** start of Records for this task **
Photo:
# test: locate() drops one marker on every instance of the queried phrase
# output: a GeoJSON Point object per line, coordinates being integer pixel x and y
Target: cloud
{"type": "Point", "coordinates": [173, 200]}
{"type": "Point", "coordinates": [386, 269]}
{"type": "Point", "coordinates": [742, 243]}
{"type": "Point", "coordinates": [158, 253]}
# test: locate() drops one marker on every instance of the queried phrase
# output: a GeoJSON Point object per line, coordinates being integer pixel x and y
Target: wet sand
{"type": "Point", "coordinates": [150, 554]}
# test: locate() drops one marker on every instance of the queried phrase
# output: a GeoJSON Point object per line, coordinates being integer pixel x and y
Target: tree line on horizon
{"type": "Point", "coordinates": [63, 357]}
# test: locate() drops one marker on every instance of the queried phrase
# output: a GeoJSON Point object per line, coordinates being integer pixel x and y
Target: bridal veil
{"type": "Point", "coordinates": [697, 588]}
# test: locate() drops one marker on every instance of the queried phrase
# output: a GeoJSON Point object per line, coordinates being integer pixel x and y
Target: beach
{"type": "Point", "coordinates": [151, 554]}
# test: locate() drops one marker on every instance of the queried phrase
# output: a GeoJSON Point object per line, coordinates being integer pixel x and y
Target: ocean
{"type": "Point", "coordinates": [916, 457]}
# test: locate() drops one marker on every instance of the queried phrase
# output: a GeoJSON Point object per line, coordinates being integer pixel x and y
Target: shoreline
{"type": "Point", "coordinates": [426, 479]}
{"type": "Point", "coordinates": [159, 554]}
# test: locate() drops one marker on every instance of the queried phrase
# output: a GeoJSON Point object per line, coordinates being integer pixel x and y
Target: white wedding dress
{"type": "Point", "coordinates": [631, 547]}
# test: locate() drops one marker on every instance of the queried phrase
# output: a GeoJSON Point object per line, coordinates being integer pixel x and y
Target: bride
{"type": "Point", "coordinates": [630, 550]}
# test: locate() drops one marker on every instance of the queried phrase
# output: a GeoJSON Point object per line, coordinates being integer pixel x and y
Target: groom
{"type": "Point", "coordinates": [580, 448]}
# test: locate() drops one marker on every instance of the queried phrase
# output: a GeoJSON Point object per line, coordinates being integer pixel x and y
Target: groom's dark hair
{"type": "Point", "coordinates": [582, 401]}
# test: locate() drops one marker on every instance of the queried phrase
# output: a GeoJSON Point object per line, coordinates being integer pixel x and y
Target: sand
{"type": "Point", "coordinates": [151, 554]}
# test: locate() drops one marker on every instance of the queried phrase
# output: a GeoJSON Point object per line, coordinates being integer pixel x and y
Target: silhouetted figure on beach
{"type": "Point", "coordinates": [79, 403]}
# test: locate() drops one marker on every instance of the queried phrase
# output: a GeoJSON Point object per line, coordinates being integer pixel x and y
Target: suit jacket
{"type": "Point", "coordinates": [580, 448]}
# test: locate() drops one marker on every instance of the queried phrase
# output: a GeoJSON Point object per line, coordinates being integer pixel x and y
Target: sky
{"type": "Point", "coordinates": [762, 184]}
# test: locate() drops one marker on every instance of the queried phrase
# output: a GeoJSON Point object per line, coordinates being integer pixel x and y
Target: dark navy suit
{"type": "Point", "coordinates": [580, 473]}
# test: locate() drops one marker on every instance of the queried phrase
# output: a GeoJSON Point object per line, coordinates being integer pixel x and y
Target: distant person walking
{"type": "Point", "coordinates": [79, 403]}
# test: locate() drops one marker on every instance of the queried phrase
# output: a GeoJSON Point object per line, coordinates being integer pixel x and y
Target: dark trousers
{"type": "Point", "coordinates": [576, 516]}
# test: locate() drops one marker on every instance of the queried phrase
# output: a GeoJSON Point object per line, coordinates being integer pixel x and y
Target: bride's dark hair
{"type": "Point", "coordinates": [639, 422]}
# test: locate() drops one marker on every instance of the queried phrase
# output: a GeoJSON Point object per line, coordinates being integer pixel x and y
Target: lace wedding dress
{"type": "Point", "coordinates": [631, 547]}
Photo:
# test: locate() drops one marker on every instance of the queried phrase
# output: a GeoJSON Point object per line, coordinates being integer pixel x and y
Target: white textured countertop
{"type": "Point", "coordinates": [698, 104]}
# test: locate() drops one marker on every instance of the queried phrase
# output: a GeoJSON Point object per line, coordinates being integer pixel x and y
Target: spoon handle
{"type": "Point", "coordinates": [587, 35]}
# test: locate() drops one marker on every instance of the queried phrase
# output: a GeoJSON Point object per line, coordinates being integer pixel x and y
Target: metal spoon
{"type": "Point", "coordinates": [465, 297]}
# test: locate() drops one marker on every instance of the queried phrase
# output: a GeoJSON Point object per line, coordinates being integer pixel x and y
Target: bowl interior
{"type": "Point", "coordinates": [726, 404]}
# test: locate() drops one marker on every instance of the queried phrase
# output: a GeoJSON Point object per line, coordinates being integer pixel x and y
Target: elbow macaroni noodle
** end of Records for this task **
Work to be completed - Collect every line of the material above that contains the string "dress".

Written answer -
Target: white wedding dress
Target: lace wedding dress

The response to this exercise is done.